SHORT TASK = Count the lines below that contain the word "vehicle", matching case exactly, and give only the number.

MATERIAL FOR THIS EXERCISE =
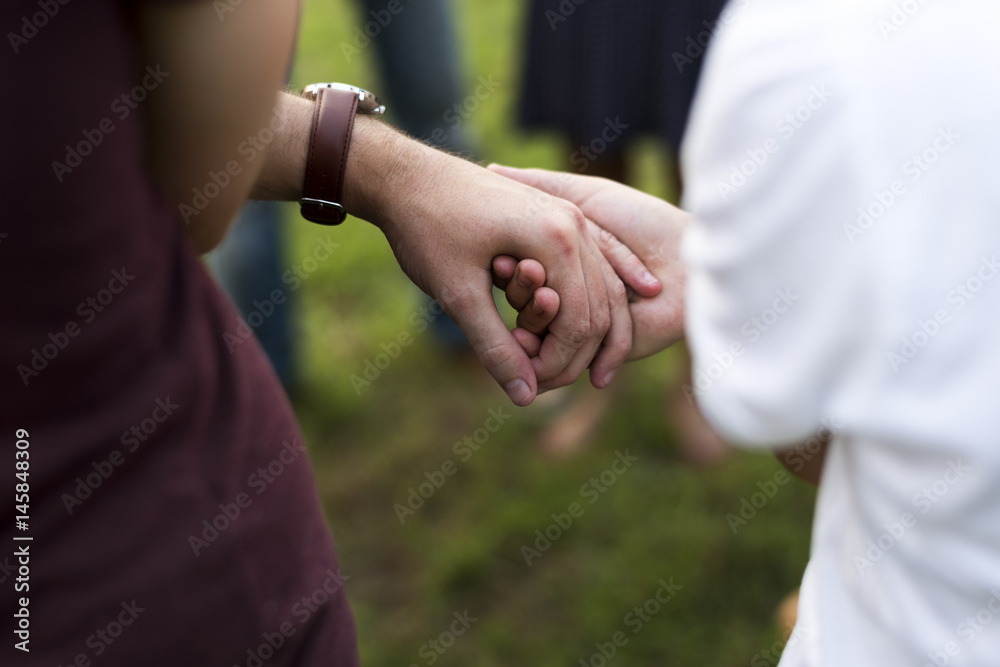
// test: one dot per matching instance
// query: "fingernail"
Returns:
(518, 391)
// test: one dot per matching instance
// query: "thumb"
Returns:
(573, 187)
(476, 314)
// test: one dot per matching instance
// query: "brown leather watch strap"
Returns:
(329, 141)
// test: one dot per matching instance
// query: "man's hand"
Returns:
(649, 227)
(446, 219)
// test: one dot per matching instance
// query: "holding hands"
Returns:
(637, 233)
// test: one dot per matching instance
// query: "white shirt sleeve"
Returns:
(769, 278)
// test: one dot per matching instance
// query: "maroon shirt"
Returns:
(173, 511)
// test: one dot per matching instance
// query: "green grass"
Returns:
(462, 549)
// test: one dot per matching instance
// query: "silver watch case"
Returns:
(368, 104)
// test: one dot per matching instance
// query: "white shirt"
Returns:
(843, 162)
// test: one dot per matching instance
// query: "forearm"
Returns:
(381, 162)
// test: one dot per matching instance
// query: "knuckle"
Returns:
(495, 356)
(617, 291)
(576, 334)
(607, 240)
(601, 323)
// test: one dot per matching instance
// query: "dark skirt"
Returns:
(632, 63)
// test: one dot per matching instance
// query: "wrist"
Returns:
(385, 172)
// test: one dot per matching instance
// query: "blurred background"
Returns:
(384, 416)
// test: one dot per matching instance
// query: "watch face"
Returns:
(367, 102)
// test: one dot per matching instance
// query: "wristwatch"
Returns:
(329, 141)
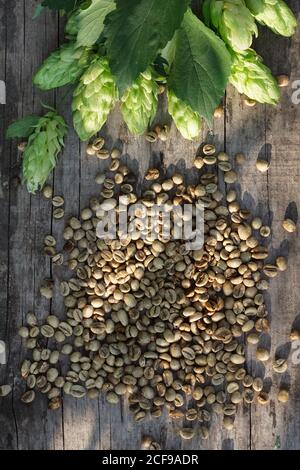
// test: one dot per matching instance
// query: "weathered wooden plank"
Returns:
(97, 425)
(278, 425)
(260, 131)
(29, 218)
(9, 440)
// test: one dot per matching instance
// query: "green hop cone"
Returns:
(275, 14)
(254, 79)
(233, 21)
(63, 66)
(71, 28)
(187, 121)
(93, 99)
(139, 103)
(42, 149)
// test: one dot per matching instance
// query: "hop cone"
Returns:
(250, 76)
(63, 66)
(187, 121)
(71, 28)
(93, 99)
(275, 14)
(43, 146)
(233, 21)
(139, 103)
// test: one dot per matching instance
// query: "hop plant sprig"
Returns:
(187, 121)
(254, 79)
(139, 103)
(275, 14)
(42, 149)
(233, 21)
(93, 98)
(63, 66)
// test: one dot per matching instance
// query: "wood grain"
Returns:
(25, 220)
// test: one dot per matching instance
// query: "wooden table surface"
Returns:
(25, 220)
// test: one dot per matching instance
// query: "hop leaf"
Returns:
(250, 76)
(93, 99)
(233, 21)
(187, 121)
(42, 149)
(63, 66)
(275, 14)
(139, 103)
(72, 25)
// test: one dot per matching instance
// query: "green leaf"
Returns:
(91, 21)
(201, 67)
(136, 31)
(23, 127)
(67, 5)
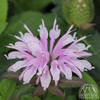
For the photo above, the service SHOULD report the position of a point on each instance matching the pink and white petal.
(52, 37)
(68, 39)
(79, 47)
(28, 29)
(29, 74)
(18, 65)
(55, 71)
(40, 71)
(78, 64)
(86, 64)
(66, 71)
(41, 32)
(21, 45)
(75, 70)
(21, 75)
(56, 32)
(83, 54)
(13, 55)
(45, 78)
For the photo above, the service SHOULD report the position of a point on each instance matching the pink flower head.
(46, 64)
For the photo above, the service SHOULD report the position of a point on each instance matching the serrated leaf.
(29, 97)
(31, 19)
(16, 95)
(90, 80)
(94, 41)
(75, 82)
(53, 89)
(50, 96)
(6, 88)
(38, 91)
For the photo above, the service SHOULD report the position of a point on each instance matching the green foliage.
(6, 88)
(31, 19)
(33, 5)
(90, 80)
(16, 95)
(3, 15)
(50, 96)
(30, 12)
(94, 41)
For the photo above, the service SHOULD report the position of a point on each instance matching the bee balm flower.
(46, 64)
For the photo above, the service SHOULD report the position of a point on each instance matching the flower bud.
(80, 12)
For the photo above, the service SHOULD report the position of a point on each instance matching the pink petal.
(29, 74)
(66, 71)
(18, 65)
(55, 71)
(45, 78)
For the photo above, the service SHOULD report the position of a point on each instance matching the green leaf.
(1, 98)
(94, 41)
(3, 10)
(6, 88)
(2, 26)
(16, 95)
(31, 19)
(34, 5)
(75, 82)
(90, 80)
(29, 97)
(53, 89)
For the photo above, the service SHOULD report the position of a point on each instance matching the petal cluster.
(36, 59)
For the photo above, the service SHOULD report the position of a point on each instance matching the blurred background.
(85, 14)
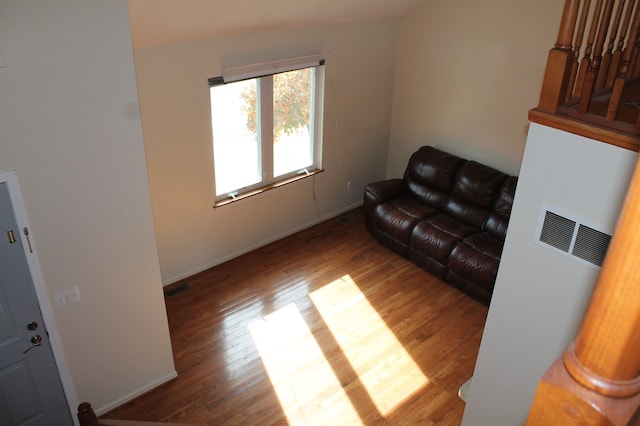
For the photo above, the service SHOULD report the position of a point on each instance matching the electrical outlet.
(65, 297)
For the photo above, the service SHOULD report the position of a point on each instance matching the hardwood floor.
(324, 327)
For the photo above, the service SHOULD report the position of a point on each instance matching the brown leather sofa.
(448, 215)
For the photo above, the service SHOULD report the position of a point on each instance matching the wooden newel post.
(597, 381)
(558, 72)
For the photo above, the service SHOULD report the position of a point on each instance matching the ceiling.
(157, 22)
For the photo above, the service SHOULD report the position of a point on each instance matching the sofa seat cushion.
(451, 226)
(473, 264)
(432, 241)
(394, 221)
(486, 244)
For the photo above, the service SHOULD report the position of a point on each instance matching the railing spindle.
(621, 77)
(577, 46)
(617, 55)
(556, 81)
(594, 64)
(586, 58)
(607, 58)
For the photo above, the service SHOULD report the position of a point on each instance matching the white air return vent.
(572, 236)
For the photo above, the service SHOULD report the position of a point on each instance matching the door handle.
(36, 341)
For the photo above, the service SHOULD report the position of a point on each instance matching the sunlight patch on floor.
(375, 354)
(308, 389)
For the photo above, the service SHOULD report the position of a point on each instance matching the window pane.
(235, 142)
(292, 129)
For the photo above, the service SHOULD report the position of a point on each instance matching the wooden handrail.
(597, 380)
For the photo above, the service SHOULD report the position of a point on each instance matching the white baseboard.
(290, 232)
(118, 402)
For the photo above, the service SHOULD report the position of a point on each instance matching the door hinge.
(26, 234)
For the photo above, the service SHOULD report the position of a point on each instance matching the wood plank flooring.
(324, 327)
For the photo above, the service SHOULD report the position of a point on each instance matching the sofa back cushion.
(498, 219)
(474, 191)
(430, 175)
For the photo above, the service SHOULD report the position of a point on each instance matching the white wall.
(467, 73)
(541, 296)
(71, 129)
(174, 96)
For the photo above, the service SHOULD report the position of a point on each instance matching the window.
(267, 125)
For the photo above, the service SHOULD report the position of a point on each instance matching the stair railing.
(592, 73)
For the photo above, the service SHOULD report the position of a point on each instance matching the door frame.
(10, 177)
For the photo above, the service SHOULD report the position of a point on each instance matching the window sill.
(262, 189)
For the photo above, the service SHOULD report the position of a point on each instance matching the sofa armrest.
(383, 191)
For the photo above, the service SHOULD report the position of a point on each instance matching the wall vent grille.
(568, 234)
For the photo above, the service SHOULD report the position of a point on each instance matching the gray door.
(30, 389)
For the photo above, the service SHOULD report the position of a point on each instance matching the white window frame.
(264, 97)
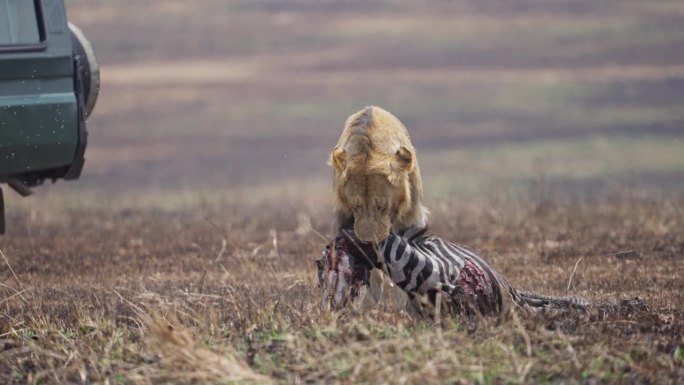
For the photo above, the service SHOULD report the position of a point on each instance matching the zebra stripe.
(422, 264)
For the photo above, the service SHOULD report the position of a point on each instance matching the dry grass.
(228, 296)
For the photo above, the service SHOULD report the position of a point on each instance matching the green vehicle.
(49, 82)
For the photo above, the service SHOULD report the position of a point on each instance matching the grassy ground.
(549, 135)
(224, 293)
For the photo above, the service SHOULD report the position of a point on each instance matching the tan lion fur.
(376, 180)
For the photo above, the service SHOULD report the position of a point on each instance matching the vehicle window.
(18, 22)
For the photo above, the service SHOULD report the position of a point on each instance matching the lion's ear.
(403, 159)
(338, 159)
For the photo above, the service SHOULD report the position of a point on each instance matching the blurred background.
(210, 99)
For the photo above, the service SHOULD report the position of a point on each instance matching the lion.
(376, 178)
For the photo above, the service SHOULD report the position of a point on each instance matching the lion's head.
(377, 181)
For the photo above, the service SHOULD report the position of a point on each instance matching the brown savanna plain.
(550, 139)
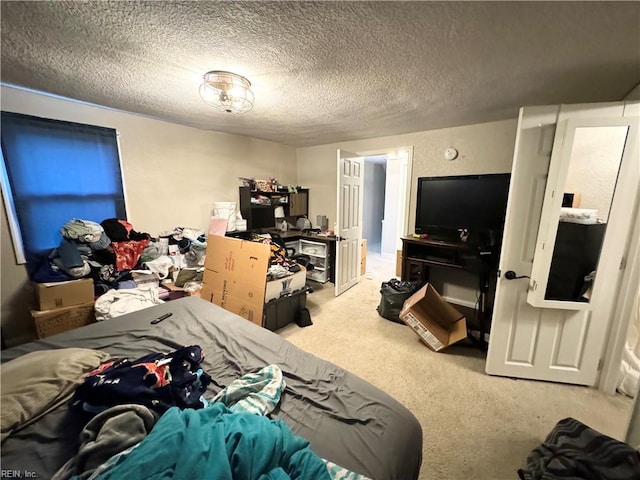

SOLUTION TO THIS PROBLEM = 2